INSTRUCTIONS TO FOLLOW:
Convert the lines from the line with "Guideline: for every instance of the floodlight" to the line with "<point>127,508</point>", inclusive, into a JSON list of strings with one string per line and blank lines omitted.

## Begin INPUT MATERIAL

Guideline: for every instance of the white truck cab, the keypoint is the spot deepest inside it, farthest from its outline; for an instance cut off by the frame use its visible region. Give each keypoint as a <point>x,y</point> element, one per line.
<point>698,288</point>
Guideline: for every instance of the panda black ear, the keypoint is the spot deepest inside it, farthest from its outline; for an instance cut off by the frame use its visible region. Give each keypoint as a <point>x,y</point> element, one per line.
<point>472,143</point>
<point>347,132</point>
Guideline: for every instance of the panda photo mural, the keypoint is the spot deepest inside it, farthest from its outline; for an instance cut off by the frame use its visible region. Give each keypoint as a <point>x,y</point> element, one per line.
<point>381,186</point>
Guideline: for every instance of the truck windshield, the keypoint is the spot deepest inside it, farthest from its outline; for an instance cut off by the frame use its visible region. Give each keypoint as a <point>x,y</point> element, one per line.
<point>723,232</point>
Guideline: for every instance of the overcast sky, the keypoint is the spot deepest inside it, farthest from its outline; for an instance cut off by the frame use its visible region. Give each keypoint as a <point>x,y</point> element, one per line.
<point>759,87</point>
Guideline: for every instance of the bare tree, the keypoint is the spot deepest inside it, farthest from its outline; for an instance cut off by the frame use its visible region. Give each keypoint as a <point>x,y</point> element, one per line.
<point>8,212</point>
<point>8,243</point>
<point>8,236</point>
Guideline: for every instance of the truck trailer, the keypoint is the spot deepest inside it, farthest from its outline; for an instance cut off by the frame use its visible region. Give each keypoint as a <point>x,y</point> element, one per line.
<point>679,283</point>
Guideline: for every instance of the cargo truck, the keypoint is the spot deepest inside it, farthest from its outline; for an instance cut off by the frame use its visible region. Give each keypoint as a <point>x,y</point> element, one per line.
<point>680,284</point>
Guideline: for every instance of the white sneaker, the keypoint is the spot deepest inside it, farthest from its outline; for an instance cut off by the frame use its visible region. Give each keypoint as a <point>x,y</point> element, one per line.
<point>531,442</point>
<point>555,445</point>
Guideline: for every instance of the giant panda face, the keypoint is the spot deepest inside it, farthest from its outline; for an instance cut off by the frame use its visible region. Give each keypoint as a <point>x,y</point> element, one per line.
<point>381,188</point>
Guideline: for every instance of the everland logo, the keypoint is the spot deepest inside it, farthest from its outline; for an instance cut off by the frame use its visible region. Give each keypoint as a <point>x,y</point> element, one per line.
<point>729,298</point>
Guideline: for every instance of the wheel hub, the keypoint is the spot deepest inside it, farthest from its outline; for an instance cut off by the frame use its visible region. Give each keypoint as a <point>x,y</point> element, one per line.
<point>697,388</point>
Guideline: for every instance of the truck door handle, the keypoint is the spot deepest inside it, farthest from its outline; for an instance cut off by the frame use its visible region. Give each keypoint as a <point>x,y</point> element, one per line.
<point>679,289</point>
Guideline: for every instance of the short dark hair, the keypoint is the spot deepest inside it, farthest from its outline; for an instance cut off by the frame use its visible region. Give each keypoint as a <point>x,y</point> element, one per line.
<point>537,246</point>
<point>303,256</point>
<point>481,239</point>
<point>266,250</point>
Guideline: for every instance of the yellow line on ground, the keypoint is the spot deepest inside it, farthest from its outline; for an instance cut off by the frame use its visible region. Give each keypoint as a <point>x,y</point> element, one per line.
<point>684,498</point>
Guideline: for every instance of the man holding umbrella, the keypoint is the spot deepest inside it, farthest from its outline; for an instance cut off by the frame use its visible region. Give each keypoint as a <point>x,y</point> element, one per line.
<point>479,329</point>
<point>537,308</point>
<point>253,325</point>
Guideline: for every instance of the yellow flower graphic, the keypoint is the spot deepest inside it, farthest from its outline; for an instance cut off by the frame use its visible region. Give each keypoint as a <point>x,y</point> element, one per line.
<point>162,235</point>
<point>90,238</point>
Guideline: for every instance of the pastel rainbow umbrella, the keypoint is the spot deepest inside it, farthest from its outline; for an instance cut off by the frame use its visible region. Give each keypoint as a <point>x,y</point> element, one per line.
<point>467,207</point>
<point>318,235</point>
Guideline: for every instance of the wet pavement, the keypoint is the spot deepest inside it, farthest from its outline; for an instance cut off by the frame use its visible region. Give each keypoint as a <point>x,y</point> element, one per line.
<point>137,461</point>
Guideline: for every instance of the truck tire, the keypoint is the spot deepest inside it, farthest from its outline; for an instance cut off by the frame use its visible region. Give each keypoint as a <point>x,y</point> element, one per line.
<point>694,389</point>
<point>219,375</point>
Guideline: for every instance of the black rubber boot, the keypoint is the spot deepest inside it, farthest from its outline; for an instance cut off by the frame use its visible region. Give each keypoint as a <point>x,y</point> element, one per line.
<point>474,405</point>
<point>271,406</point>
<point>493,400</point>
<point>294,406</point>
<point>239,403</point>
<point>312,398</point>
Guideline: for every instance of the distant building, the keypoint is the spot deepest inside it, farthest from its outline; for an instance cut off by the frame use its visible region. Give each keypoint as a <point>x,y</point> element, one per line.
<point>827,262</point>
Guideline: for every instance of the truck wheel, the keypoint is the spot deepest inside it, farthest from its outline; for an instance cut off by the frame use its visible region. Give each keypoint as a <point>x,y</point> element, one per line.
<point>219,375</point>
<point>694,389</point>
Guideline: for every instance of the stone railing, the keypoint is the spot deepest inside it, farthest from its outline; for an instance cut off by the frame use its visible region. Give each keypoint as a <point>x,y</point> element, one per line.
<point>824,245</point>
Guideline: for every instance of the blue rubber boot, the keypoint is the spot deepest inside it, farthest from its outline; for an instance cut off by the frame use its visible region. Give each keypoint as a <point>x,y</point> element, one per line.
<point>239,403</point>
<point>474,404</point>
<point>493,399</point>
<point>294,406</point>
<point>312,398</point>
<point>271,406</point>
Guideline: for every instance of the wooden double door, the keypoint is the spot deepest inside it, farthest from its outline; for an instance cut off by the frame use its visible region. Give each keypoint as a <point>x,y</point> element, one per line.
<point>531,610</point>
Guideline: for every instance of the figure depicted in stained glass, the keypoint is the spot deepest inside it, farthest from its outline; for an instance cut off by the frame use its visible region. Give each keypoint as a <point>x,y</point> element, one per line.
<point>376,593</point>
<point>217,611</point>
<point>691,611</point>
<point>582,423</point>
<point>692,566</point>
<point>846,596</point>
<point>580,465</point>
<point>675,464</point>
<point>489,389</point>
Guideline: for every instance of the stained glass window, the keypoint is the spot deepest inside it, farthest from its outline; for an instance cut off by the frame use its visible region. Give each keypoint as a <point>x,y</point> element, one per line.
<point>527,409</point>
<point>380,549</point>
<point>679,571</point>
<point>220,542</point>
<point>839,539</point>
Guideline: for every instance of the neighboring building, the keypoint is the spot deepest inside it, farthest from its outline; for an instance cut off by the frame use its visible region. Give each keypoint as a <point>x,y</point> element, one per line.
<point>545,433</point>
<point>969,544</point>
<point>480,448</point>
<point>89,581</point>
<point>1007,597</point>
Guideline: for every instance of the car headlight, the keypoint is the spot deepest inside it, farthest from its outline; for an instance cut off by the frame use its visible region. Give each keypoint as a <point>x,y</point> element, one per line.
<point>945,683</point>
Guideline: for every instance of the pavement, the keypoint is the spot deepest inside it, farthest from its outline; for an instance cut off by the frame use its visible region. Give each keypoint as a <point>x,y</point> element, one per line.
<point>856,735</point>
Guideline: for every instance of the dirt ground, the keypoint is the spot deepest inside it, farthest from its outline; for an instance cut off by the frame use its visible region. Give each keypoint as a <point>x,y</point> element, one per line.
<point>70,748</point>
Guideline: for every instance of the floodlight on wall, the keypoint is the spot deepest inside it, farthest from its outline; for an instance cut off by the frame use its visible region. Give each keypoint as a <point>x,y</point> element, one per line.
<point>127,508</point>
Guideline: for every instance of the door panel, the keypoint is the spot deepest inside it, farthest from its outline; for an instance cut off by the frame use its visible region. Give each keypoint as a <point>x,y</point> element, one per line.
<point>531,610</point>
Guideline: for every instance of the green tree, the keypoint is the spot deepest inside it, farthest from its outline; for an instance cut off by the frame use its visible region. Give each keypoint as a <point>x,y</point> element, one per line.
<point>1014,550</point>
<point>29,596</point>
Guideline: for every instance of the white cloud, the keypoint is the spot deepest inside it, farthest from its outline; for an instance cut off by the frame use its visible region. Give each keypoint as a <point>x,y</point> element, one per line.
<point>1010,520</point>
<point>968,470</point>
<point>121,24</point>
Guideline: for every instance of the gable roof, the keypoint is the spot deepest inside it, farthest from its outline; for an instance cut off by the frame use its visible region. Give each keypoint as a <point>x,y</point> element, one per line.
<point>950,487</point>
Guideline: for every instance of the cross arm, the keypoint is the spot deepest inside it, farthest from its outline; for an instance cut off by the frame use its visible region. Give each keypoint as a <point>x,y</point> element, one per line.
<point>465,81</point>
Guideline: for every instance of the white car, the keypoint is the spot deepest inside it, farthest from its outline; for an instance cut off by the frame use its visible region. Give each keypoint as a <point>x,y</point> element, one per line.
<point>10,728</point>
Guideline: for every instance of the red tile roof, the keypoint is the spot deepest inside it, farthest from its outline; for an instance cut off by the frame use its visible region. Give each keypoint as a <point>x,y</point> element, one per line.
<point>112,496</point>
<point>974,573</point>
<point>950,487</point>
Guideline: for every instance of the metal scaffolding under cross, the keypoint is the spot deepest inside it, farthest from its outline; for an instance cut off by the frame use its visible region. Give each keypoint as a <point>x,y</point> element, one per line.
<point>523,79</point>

## End INPUT MATERIAL

COMPLETED TASK:
[
  "Guideline: for every instance of the floodlight on wall, the keypoint is the spot deepest inside it, farthest from its outline; for an instance cut off by the frame use its visible region. Give each keypoint as a <point>x,y</point> element, one per line.",
  "<point>127,508</point>"
]